Static	Dynamic	Example
data	event streams	`[mousedown, mouseup] > mousemove`
transforms	signals	`minX = min(width, event.x)`
scales	scale inversions	`minVal = xScale.invert(minX)`
guides	predicates	`p(t) = minVal =< t.value =< maxVal`
marks	production rules	`fill = p(t) -> colorScale(t.category) ; nil -> grey`

Event streams

As per the documentation: “Event streams are the primary means of modelling user input to enable dynamic, interactive visualisations. Event streams capture a sequence of input events such as mouse click, touch movement, timer ticks, or signal updates. When events that match a stream definition occur, they cause any corresponding signal event handlers to evaluate, potentially updating a signal value.”

Events are not described in their separate section in the vega specification, but within the signals that get triggered when an event happens. For example, the following code makes a signal mouseX available which is updated every time the mouse is moved. This signal is then used in the marks section to display that position.

...
"signals": [
  {
    "name": "mouseX",
    "on": [
      {"events":"mousemove", "update": "event.x"}
    ]
  }
],
...
"marks": [
  {
    "type": "text",
    "encode": {
      "enter": {
        "x": {"value": 10},
        "y": {"value": 10}
      },
      "update": {
        "text": {"signal": "mouseX"}
      }
    }
  }
]
...

Note that now we have seen 3 different ways to define the value to use for setting parameters:

"value", e.g. "x": {"value": 10} for fixed values
"field", e.g. "x": {"field": "Acceleration"} for values that are dependent on the dataset
"signal", e.g. "x": {"signal": "mouseX"} for values that can change over time

Notice in this code that we put the "text" part within "update" and not within "enter". This is because what is defined in "enter" is only read once. Any parameters that do not change can be put there, though.

Event types that you can use include click, cblclick, dragenter, dragleave, mousedown, mouseup, mousemove, etc. For the full list, see https://vega.github.io/vega/docs/event-streams/.

These event types can be applied to different sources: the screen (e.g. a mousemove on the screen), any mark (e.g. rect:click), or a particular mark (e.g. @mymark:dragenter). Some more examples of event types applied to different sources (again from the documentation):

Event	What it does
`mousedown`	capture all mousedown events, regardless of source
`*:mousedown`	mousedown events on marks, but not the view itself
`rect:mousedown`	mousedown events on any rect marks
`@foo:mousedown`	mousedown events on marks named ‘foo’
`window:mousemove`	capture mousemove events from the browser window
`timer{1000}`	capture a timer tick every 1000 ms
`mousemove[event.buttons]`	mousemove events with any mouse button pressed
`click[event.shiftKey]`	click events with the shift key pressed

Combining event streams

Often you will want to filter event streams (e.g. to throttle them so that you only get a signal every 5 seconds or so), or combine them.

A single event stream is defined as described above.

++++++

*Tasks to perform*
1 > Transcribe part of the passage on Vega event streams, beginning at the words "Often you will" and stopping after "as described above.".
2 > Pick up the passage on Vega event streams right after its final sentence and keep writing it.
The rows that follow have no connection to the passage on Vega event streams.

++++++

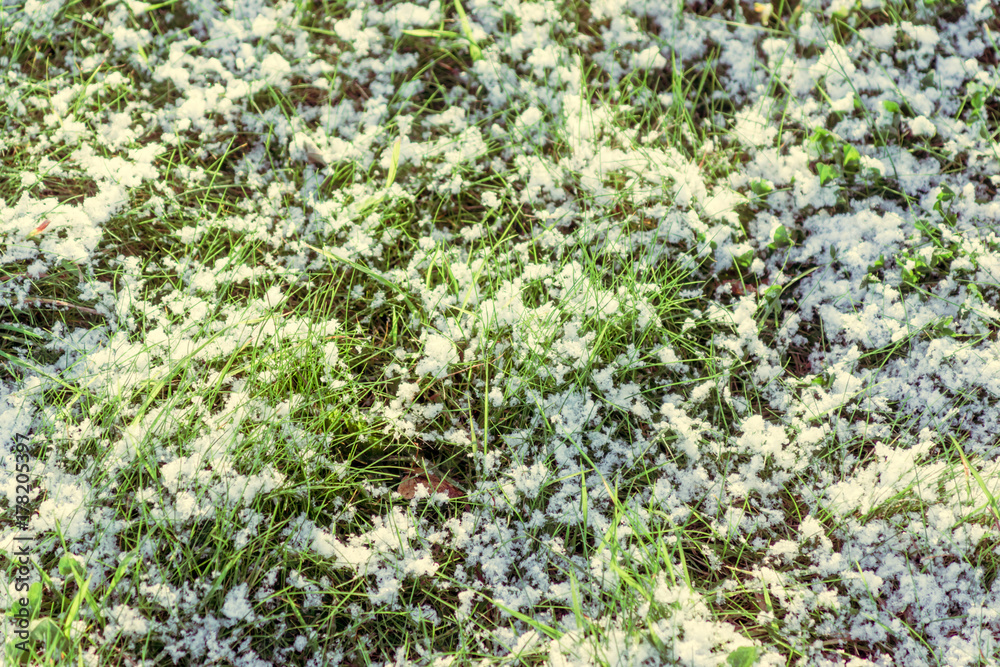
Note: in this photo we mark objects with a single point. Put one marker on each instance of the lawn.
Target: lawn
(470, 332)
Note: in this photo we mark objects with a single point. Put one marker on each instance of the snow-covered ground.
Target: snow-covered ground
(486, 332)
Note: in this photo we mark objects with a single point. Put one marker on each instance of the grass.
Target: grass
(709, 387)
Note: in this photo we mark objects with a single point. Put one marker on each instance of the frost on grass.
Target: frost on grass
(702, 318)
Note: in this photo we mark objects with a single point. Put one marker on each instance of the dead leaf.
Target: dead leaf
(434, 484)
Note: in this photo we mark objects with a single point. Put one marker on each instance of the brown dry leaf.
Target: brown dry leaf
(434, 484)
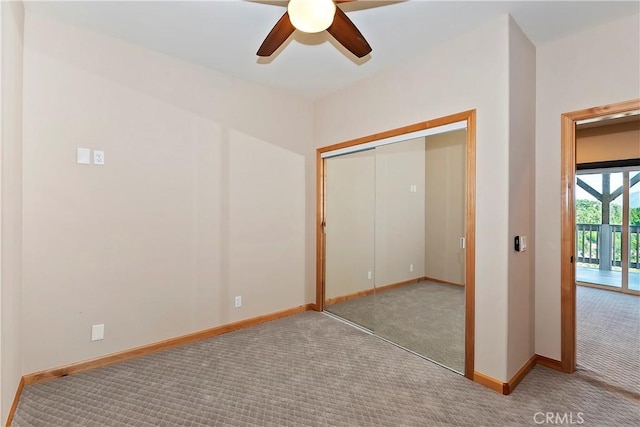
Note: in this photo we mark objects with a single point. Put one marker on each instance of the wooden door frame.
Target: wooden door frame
(568, 224)
(470, 235)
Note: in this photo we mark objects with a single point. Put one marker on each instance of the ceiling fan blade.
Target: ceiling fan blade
(278, 35)
(345, 32)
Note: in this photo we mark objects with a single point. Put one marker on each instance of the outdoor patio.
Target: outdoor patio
(611, 278)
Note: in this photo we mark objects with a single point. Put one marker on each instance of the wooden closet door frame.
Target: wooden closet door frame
(470, 118)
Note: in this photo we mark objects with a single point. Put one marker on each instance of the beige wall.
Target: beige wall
(11, 53)
(522, 88)
(603, 143)
(468, 72)
(350, 214)
(207, 193)
(445, 206)
(399, 216)
(567, 80)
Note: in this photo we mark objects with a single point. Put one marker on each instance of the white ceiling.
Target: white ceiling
(225, 35)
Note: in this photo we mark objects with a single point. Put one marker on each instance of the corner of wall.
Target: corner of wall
(11, 53)
(521, 297)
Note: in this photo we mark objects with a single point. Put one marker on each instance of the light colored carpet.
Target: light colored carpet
(425, 317)
(608, 344)
(307, 370)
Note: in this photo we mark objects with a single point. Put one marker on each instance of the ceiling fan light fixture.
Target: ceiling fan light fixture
(311, 16)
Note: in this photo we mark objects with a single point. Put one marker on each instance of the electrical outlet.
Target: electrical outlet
(97, 332)
(98, 157)
(83, 156)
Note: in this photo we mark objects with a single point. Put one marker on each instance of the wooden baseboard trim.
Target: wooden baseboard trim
(109, 359)
(444, 282)
(368, 292)
(522, 372)
(549, 363)
(16, 399)
(507, 388)
(489, 382)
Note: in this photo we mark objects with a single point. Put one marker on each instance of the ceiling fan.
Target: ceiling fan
(314, 16)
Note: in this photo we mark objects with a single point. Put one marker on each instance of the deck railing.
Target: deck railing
(590, 243)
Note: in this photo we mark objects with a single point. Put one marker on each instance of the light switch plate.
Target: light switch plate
(83, 156)
(98, 157)
(97, 332)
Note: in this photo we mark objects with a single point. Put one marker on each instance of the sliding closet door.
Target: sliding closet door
(420, 254)
(350, 237)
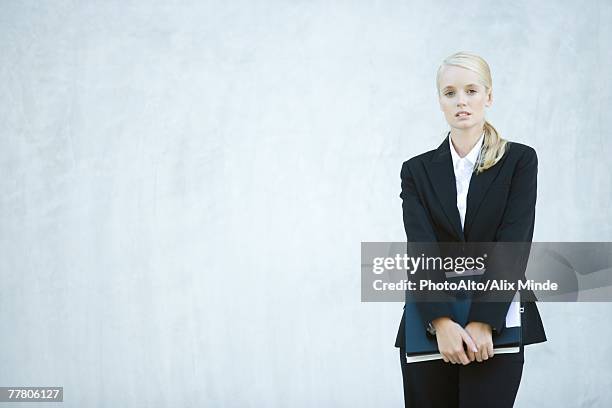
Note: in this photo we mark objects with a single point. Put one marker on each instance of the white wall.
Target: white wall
(184, 187)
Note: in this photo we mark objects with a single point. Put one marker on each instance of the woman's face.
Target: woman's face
(460, 91)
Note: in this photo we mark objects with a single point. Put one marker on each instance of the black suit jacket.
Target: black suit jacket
(500, 208)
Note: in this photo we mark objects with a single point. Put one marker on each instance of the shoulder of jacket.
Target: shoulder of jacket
(520, 149)
(420, 158)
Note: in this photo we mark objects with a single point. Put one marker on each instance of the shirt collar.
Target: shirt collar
(471, 156)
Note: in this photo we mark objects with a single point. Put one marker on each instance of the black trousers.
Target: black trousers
(492, 383)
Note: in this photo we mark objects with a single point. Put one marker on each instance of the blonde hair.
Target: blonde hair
(494, 146)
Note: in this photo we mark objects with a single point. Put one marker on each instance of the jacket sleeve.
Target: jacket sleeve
(418, 227)
(516, 226)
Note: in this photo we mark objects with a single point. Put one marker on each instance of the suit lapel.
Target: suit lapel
(442, 176)
(479, 184)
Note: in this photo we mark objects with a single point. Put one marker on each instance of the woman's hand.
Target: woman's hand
(481, 334)
(451, 336)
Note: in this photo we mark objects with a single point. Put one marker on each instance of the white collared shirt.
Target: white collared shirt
(464, 167)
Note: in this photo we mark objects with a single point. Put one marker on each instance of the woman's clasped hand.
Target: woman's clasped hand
(451, 337)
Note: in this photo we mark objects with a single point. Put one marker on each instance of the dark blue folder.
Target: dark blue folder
(422, 346)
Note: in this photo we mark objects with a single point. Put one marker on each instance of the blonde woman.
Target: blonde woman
(475, 187)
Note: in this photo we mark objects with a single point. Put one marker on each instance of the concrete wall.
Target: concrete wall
(184, 187)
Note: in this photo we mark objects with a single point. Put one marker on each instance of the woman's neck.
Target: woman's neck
(463, 140)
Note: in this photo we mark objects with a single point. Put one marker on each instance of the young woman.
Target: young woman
(475, 187)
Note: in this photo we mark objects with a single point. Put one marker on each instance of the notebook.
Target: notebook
(421, 346)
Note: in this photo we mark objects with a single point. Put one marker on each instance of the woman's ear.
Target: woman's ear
(489, 100)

++++++

*Responses by task*
1 >
Often you will want to filter event streams (e.g. to throttle them so that you only get a signal every 5 seconds or so), or combine them.

A single event stream is defined as described above.

2 >
Streams can be filtered so that not all events trigger a signal. In the picture below, the top stream is the original and the bottom stream is the one that gets through to the signal.

You can also filter events in a stream by whether or not they are between two other events.

You can merge different streams into one.

And finally you can also throttle event streams so that only a certain number of events get through in a given period of time.

Signals

So once an event occurs, the corresponding signal changes. In the example above, every time the mouse is moved, the event.x (i.e. the horizontal position on the screen of where the event (i.e. the moving mouse) occurred) is made available to Vega through the mouseX variable/signal.

This mouseX can then be used in the specification for the marks, scales, etc.

Different patterns for signals:

{
  "name": "colourSelector",
  "bind": {"input": "select", "options": ["steelblue","red"]
}

{
  "name": "mouseX",
  "on": [ {"events":"mousemove", "update": "event.x"} ]
}

TODO: others?

Using widgets to set signals

Sometimes it’d be nice to make a plot interactive so that you can set parameters without having to dive into the vega specification. We can use signals for this.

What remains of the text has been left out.